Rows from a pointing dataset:
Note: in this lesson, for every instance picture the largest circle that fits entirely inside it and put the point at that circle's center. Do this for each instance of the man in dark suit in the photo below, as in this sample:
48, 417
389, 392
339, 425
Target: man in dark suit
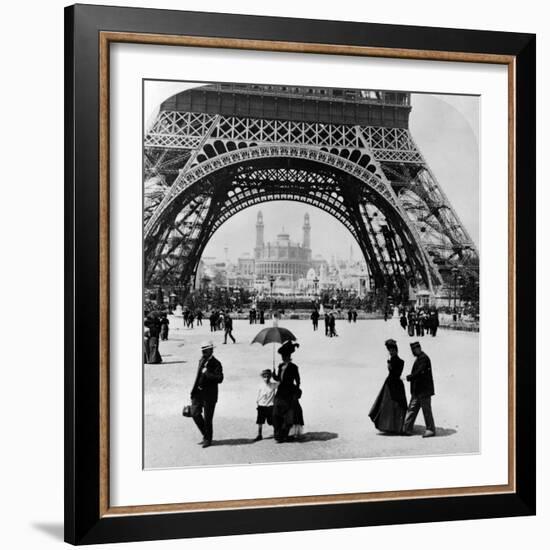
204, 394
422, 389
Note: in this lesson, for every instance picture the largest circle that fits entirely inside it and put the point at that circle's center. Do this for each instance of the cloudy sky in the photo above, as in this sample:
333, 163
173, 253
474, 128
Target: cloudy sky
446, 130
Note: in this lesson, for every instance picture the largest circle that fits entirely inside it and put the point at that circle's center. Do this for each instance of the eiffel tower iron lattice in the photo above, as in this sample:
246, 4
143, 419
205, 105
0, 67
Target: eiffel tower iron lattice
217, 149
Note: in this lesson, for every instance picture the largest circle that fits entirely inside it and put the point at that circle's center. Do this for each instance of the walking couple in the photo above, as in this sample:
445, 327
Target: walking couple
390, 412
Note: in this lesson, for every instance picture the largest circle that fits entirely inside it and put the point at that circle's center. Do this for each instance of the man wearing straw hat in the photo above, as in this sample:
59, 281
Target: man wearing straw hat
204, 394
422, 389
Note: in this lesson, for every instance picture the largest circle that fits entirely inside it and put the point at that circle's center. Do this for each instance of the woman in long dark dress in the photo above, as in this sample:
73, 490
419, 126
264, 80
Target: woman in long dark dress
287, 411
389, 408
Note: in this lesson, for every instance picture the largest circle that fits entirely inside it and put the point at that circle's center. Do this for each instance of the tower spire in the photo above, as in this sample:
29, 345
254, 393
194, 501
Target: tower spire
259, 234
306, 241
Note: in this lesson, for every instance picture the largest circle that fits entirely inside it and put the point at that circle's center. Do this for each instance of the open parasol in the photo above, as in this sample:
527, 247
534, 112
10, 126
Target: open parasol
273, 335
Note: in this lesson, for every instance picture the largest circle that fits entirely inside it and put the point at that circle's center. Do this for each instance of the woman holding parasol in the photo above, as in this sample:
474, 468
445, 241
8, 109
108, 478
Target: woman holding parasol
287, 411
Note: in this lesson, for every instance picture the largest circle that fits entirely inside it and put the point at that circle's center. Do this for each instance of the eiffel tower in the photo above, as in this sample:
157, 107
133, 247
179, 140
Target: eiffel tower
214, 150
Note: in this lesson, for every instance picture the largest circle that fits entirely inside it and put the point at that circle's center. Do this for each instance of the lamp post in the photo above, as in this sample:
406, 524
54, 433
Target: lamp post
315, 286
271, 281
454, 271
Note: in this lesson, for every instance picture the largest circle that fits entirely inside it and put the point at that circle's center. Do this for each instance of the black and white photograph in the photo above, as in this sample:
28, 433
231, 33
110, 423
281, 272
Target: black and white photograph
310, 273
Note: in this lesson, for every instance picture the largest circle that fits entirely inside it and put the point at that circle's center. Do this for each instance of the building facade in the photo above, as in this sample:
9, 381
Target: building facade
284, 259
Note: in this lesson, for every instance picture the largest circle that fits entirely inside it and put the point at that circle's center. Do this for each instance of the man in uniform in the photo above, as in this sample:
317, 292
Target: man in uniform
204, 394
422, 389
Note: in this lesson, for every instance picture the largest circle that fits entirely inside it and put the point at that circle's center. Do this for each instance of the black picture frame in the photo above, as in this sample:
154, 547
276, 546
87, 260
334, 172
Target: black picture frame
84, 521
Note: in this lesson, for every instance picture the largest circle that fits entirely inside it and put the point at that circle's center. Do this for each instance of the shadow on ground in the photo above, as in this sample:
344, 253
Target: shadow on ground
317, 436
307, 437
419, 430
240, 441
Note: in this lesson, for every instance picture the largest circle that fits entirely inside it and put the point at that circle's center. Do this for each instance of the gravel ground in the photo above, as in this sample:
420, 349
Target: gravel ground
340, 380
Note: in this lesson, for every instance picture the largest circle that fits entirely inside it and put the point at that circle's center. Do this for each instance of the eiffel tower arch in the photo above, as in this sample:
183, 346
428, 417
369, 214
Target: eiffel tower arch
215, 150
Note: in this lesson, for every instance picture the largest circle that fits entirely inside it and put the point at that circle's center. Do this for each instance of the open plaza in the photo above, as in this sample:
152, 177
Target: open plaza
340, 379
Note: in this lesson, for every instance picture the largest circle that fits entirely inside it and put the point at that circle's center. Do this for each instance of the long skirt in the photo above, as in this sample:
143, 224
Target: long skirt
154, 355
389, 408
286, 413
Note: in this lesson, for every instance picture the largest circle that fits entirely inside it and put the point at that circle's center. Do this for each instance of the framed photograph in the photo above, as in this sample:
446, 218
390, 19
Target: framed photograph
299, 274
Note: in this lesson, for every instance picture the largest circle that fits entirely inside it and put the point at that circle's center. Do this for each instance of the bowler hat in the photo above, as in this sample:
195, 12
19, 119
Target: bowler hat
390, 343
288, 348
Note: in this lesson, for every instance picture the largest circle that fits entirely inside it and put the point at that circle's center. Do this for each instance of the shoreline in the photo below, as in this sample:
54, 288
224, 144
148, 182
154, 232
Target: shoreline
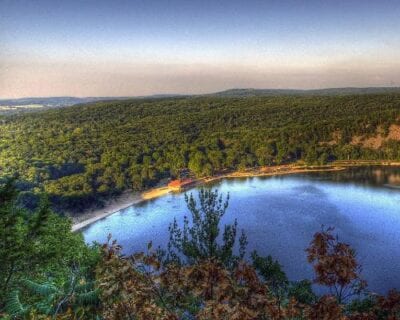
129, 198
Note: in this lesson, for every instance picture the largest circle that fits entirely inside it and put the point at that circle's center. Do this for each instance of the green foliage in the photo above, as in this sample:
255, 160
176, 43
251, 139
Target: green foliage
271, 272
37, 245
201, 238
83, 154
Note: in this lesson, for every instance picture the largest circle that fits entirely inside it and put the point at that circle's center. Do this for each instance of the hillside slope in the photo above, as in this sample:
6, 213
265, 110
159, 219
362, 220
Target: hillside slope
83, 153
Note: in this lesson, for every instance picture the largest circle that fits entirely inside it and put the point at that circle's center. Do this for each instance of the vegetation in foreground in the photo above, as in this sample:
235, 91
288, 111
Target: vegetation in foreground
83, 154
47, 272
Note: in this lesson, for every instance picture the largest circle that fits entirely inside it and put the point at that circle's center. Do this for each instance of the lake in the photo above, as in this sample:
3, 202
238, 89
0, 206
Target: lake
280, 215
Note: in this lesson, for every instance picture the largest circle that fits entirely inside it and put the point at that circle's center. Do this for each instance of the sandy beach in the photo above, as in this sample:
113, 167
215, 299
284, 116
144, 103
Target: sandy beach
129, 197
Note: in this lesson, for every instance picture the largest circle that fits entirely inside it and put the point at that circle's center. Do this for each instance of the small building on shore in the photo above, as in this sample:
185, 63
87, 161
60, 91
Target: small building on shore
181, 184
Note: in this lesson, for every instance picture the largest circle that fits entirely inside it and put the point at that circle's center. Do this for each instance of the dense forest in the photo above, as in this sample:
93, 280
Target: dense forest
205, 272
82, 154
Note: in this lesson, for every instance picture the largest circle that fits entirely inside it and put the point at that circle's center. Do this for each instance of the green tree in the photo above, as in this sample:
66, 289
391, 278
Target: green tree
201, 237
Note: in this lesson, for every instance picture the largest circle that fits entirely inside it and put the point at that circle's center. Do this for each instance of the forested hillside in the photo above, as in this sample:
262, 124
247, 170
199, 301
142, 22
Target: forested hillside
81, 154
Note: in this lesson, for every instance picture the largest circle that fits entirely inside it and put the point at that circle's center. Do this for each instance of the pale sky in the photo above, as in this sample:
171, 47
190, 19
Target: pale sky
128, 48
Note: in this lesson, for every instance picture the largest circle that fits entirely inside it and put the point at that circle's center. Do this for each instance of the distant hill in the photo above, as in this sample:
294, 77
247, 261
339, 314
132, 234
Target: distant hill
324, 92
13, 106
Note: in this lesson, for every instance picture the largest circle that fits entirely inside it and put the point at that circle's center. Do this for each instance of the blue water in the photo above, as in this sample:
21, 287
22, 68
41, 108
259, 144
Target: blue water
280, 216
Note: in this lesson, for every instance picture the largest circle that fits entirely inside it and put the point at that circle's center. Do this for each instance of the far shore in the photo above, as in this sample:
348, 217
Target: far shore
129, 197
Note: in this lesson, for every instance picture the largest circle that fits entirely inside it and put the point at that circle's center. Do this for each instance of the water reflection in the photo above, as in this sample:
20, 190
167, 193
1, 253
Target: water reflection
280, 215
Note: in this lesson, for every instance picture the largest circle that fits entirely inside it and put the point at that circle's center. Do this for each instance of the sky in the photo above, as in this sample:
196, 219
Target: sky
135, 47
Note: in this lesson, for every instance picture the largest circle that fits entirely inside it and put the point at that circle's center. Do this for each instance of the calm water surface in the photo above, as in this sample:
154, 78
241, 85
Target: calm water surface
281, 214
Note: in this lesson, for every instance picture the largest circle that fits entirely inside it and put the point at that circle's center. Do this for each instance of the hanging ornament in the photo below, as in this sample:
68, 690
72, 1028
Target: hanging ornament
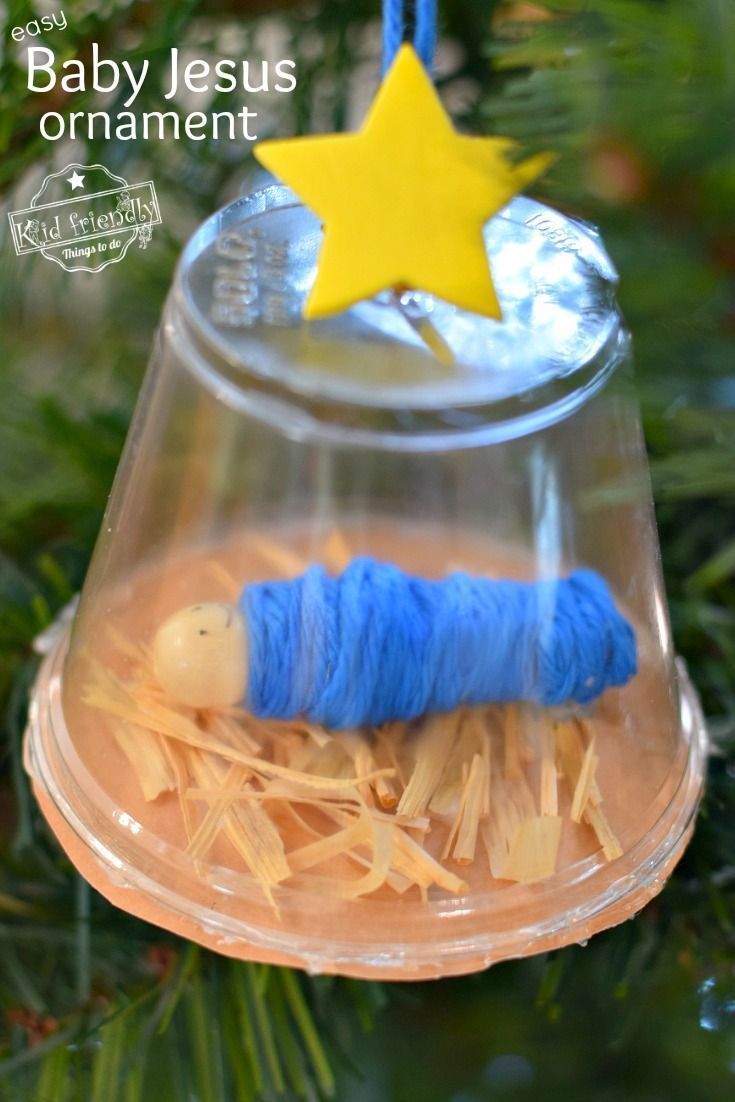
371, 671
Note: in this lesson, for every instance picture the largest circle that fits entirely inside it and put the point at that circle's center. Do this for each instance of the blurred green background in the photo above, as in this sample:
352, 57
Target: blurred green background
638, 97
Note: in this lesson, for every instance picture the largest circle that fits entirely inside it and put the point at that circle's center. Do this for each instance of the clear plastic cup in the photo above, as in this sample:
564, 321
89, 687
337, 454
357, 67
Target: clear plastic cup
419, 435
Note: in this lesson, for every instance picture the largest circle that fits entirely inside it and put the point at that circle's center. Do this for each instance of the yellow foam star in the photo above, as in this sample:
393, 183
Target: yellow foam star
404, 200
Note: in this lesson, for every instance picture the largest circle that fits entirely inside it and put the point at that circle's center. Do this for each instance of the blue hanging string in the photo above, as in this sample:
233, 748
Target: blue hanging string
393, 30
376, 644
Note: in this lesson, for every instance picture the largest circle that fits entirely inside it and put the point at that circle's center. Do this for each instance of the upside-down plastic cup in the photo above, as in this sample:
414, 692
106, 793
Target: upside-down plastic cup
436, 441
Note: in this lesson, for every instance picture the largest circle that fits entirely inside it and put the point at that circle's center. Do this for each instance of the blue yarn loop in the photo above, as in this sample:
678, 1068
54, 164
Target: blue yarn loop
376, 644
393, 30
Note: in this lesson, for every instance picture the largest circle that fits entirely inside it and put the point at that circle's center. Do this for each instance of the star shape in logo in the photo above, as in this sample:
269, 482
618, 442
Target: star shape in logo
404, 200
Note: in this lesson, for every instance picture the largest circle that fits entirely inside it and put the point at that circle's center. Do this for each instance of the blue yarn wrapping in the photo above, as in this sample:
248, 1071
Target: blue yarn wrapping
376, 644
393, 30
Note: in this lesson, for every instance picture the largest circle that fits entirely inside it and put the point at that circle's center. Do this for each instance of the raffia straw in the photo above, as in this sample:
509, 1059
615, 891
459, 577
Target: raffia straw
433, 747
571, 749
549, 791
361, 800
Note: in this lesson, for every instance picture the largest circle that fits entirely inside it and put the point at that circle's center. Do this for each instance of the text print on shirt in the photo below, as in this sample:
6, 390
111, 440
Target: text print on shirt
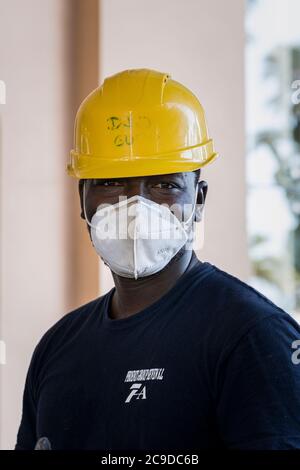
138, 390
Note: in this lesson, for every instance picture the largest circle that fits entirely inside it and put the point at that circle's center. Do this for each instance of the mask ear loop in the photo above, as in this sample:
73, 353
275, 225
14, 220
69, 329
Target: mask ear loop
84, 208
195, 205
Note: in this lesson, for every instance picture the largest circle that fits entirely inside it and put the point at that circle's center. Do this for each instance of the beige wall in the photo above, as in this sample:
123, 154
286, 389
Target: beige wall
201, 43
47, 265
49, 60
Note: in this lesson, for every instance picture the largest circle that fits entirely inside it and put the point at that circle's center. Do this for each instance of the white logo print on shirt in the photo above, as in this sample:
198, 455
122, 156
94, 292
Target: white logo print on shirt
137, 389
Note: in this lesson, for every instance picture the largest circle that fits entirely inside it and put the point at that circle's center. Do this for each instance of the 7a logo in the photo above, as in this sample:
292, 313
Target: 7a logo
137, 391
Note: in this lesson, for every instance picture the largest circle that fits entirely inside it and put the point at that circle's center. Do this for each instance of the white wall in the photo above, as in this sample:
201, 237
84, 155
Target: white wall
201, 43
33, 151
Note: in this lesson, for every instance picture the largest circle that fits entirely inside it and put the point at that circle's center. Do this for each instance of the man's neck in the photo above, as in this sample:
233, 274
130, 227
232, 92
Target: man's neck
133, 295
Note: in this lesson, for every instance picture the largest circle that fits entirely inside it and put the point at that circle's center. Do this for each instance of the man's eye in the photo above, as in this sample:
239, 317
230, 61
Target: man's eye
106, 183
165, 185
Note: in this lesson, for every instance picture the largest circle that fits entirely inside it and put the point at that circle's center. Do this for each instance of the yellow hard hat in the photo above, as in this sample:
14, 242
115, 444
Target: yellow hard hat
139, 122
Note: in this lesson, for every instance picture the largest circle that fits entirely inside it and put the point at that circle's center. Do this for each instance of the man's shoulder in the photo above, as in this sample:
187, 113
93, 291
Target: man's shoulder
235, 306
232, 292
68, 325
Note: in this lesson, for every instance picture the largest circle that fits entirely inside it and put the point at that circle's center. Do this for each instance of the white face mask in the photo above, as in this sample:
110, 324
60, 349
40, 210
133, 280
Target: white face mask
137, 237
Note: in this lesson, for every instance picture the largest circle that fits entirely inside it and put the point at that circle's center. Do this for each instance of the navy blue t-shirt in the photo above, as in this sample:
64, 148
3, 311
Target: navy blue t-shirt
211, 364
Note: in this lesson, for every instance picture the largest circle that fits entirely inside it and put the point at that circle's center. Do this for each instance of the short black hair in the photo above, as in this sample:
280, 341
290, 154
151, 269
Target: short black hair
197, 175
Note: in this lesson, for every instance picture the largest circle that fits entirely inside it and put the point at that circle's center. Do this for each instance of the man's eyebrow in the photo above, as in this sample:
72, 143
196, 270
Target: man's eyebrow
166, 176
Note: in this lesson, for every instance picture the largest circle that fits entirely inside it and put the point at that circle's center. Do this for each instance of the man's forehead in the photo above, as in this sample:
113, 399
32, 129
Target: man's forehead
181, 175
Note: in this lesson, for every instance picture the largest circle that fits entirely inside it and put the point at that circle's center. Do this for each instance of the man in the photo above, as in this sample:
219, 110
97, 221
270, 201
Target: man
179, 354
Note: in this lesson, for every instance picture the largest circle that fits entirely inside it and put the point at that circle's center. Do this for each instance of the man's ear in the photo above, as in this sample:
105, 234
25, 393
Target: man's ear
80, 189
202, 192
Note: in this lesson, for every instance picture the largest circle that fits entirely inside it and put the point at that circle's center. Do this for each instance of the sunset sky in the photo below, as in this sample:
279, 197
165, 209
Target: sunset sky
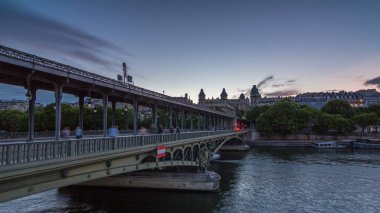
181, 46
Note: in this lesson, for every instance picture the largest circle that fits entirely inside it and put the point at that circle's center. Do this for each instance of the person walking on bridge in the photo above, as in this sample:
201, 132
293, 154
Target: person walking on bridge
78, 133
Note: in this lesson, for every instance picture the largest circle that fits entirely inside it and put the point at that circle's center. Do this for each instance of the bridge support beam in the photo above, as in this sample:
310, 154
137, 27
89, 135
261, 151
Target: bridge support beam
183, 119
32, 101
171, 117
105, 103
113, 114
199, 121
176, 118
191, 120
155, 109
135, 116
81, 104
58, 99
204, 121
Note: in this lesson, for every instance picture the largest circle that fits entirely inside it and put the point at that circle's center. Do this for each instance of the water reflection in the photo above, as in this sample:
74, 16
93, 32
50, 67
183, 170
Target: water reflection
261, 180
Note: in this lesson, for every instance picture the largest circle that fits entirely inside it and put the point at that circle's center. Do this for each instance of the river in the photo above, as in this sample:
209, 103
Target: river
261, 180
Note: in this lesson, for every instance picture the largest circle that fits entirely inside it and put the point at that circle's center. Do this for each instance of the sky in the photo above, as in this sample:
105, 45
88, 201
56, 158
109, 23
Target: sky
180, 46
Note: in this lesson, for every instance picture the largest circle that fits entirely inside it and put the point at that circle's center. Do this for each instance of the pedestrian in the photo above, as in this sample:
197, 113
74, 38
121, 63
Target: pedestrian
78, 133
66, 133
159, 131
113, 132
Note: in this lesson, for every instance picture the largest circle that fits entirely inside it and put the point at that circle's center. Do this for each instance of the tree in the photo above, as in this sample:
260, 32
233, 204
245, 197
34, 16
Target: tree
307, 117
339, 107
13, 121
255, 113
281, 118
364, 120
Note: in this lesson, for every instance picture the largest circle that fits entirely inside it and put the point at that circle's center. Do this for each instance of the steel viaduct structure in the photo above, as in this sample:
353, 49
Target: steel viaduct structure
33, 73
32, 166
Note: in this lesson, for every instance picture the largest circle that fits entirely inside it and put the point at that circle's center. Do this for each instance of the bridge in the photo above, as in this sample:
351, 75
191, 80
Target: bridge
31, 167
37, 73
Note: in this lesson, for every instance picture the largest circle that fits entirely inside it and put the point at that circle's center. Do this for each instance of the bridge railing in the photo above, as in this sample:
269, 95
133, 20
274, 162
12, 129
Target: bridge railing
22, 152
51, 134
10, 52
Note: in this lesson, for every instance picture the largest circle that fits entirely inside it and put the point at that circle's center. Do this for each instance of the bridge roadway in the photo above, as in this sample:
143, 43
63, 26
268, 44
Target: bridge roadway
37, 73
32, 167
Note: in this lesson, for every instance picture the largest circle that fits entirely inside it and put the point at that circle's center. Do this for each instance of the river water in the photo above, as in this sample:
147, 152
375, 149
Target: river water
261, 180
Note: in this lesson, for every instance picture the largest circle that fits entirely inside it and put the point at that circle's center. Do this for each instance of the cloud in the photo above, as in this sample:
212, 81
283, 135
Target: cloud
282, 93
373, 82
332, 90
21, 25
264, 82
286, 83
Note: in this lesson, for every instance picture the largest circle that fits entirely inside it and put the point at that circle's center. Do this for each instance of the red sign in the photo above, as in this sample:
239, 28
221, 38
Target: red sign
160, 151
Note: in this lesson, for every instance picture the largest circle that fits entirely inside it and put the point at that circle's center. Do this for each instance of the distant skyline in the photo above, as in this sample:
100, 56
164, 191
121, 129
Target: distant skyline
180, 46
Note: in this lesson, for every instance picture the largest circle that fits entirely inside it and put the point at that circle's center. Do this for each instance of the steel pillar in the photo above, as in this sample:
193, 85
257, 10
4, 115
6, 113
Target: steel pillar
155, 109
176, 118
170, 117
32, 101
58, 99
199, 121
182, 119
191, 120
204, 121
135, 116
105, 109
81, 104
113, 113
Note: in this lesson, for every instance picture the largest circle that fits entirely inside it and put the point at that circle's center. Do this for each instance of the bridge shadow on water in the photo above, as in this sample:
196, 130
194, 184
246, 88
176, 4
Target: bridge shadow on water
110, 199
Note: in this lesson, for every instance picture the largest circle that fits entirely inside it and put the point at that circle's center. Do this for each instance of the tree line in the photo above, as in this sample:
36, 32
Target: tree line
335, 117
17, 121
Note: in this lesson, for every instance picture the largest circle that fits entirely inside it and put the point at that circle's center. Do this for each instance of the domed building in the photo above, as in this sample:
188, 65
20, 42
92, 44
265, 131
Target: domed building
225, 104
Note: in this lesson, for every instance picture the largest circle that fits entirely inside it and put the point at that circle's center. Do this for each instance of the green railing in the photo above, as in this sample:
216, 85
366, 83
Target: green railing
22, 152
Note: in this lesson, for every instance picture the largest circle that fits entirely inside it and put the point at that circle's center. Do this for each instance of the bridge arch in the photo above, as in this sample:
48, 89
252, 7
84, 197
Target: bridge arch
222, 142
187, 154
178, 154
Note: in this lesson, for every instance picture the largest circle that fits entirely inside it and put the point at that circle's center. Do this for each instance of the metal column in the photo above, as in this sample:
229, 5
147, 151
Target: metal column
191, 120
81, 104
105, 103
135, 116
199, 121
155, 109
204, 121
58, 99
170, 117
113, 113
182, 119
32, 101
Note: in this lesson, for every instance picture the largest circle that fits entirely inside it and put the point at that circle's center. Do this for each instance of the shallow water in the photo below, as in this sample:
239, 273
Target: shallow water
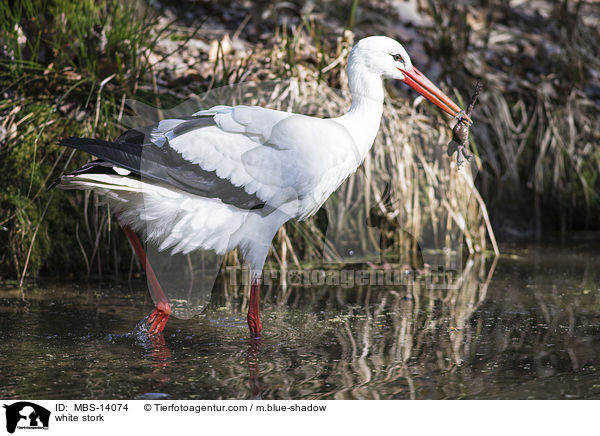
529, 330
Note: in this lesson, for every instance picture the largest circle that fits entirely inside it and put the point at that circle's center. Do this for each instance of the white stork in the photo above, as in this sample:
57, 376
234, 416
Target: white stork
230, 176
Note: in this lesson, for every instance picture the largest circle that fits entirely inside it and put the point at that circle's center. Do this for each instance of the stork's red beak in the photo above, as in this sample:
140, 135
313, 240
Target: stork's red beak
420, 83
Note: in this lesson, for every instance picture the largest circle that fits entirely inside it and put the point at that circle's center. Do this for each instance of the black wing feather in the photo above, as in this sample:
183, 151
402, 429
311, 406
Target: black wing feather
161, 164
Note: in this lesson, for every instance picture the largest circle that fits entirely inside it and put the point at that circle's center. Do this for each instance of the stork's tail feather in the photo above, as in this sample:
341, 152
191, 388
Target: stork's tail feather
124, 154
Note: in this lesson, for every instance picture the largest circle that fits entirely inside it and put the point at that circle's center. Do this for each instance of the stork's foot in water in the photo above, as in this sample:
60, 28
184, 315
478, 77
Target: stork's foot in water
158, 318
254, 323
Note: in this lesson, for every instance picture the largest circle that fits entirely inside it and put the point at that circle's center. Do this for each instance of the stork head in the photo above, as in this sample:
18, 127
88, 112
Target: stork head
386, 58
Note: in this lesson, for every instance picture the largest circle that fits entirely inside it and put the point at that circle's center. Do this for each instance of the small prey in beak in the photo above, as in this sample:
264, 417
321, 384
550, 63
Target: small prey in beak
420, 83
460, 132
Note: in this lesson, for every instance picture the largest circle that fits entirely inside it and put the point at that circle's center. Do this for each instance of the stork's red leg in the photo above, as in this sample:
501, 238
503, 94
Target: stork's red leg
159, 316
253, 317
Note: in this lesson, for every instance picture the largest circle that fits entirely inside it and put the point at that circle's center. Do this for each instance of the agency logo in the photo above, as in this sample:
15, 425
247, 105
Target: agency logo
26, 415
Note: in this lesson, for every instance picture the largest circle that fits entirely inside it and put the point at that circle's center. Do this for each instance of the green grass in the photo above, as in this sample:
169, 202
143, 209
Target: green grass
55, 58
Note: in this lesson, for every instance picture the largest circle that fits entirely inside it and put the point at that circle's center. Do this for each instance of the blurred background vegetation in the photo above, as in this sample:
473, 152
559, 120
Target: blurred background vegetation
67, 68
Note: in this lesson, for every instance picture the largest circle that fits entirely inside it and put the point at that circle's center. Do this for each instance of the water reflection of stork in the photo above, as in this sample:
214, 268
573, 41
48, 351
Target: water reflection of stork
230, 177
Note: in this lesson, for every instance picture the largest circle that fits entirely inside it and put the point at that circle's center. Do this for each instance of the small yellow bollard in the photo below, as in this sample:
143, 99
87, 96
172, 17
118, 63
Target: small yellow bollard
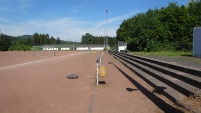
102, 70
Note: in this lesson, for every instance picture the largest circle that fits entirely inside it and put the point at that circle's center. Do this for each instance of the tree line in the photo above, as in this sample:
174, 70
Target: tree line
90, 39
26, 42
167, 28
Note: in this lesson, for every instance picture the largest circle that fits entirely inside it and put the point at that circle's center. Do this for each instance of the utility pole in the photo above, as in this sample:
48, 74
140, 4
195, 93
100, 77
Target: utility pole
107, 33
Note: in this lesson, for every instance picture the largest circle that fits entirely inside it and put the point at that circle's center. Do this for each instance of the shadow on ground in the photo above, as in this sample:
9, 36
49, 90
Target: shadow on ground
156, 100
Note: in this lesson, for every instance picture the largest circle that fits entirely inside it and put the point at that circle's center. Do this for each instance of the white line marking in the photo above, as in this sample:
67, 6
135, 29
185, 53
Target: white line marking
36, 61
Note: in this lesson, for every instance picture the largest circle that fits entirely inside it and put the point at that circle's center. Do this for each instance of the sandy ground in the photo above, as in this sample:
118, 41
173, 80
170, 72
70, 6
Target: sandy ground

> WHAT YOU HAVE TO DO:
Find the line that contains "of the utility". Repeat it and every line after it, exactly as written, up to and including the last line of the records above.

> SOLUTION TO THIS EXERCISE:
Note: in this lesson, for every instance picture the largest circle that fits entirely inside it and put the point at that circle's center. Do this for each instance of the utility pole in the photo above, as in this sample:
48, 74
140, 4
195, 93
100, 77
Target: utility pole
107, 33
Note: in this lesson, for every instance picture the largest circle that fits entirely inside it and put the point at that circle's center. Do this for each instance of the shadow on ground in the photo above, as in this sample:
9, 36
49, 90
Target: shadow on ground
156, 100
Note: in this lesson, for every instance picture the largest circle that fits entirely inside it and put the point at that circle's center. Do this for each instance of the white line marking in the photo above, as in this sample:
67, 6
135, 29
185, 53
Target: white line marking
36, 61
Note: in this lesson, for every instance picture the largest circle that fits entirely inside it and put the point at that circle's center. Do this for each instance of the sandy ground in the photo above, as in this sample:
118, 41
173, 80
170, 72
70, 6
Target: sandy ground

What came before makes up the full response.